▶ _Directive_:
Filter the material below, copying every line that contains the word "ceiling".

▶ _Recorded information_:
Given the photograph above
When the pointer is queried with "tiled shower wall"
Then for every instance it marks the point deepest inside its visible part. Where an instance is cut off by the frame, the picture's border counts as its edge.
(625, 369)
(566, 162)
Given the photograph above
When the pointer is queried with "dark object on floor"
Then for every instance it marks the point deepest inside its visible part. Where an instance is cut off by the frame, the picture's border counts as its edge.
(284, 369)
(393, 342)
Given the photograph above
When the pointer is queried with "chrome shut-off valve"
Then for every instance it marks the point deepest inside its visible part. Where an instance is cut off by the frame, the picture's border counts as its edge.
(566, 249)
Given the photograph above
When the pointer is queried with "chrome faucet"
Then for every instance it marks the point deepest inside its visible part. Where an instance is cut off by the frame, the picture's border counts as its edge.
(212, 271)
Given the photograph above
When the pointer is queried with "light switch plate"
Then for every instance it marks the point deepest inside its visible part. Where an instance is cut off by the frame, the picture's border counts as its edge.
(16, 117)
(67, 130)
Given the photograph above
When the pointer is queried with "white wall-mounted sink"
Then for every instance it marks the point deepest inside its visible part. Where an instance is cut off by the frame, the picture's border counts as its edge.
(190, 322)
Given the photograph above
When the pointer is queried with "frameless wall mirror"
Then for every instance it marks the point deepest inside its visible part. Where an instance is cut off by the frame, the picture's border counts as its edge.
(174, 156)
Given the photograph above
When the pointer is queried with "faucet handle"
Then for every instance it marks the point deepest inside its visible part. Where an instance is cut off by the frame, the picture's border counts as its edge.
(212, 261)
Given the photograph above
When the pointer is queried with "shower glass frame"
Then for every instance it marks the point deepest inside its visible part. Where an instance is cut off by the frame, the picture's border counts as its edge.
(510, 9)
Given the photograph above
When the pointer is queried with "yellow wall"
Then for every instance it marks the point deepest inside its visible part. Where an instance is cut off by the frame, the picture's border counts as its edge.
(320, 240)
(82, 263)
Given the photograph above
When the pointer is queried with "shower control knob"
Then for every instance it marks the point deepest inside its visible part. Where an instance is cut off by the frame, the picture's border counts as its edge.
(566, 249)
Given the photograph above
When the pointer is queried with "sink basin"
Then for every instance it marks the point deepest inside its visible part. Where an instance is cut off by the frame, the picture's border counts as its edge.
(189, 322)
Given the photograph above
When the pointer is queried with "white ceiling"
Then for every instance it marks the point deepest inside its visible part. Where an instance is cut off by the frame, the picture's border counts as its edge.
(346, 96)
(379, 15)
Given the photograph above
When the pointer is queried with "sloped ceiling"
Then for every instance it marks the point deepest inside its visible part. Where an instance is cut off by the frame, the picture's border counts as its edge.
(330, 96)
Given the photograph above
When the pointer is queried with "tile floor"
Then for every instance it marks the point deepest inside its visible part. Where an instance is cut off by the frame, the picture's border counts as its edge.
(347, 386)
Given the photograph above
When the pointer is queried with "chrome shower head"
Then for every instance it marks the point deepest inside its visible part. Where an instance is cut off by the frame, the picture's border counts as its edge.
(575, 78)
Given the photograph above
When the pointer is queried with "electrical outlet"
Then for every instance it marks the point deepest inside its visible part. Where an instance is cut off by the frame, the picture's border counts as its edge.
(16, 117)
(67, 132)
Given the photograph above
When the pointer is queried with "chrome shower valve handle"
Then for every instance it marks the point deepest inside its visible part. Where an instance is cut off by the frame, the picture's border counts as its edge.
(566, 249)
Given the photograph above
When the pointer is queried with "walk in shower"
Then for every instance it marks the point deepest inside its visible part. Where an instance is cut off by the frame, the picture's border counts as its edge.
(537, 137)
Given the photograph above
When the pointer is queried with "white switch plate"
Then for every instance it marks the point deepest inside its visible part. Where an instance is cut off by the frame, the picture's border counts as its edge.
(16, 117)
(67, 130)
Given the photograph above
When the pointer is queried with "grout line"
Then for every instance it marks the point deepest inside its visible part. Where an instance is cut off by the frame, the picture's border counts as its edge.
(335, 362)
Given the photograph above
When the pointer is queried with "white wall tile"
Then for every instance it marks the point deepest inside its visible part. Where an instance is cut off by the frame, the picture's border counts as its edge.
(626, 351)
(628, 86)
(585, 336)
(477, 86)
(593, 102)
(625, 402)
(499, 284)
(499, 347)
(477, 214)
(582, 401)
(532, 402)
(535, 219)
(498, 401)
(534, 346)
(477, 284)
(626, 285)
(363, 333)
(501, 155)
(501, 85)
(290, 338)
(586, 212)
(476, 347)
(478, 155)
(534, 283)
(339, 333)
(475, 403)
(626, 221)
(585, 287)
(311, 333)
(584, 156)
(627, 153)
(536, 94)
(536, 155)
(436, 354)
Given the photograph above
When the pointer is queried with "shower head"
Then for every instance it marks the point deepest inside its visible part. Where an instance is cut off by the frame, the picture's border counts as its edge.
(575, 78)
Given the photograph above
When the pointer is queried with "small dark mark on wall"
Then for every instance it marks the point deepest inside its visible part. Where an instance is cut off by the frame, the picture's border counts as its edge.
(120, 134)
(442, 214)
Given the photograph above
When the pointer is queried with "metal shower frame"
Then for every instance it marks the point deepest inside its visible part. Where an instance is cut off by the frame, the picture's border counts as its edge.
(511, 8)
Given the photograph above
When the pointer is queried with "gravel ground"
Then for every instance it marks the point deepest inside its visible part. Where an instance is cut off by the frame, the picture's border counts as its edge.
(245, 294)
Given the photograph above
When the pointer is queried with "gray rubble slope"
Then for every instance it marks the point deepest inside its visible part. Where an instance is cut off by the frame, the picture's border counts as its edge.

▶ _Complete answer_:
When the pointer is queried with "white ceiling"
When the pointer is queried with "sloped ceiling"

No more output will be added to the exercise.